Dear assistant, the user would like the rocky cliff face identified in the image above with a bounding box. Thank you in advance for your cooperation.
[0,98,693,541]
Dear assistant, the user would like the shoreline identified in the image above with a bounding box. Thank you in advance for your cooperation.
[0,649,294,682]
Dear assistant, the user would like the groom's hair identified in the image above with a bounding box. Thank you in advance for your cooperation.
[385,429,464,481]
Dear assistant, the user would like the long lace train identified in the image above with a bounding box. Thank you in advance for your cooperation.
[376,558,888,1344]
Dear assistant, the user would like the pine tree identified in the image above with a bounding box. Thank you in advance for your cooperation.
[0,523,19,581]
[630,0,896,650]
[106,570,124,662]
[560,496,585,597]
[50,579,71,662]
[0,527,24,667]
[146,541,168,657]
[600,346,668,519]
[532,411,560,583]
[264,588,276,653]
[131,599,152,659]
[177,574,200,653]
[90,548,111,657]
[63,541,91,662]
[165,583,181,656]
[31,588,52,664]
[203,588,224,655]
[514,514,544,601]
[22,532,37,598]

==================================================

Reproduce all of the data above verbatim, keeping every line in its original order.

Dear assistant, the user would like the rocky cliff face identified in the image above with a bounding box. Thank you in advance for your cooperation.
[0,98,693,541]
Dear assistant, the user would like the shoreline identified in the image above with a bounding box. Thank you in advance for your cooperation.
[0,649,294,682]
Dear assistant, the user would like the groom's hair identified in the image above with a bounding box. Thank you in advance for your cooperation.
[385,429,464,481]
Dear assistant, the user would like the long lace train identified in the image above with a bounding box. Thank you in advance for your cooperation.
[376,558,888,1344]
Dear assistant, the user would like the pine tree identified in the image above with a bounding box. Thank you in advance for your cooperation.
[0,523,19,581]
[630,0,896,650]
[106,570,124,662]
[560,496,585,597]
[50,579,71,662]
[0,527,24,667]
[146,541,168,657]
[600,346,668,519]
[532,411,560,583]
[264,588,276,653]
[131,599,152,659]
[177,574,200,653]
[90,548,111,657]
[63,541,91,662]
[165,583,181,656]
[31,588,52,664]
[203,588,224,655]
[514,514,544,601]
[22,532,37,598]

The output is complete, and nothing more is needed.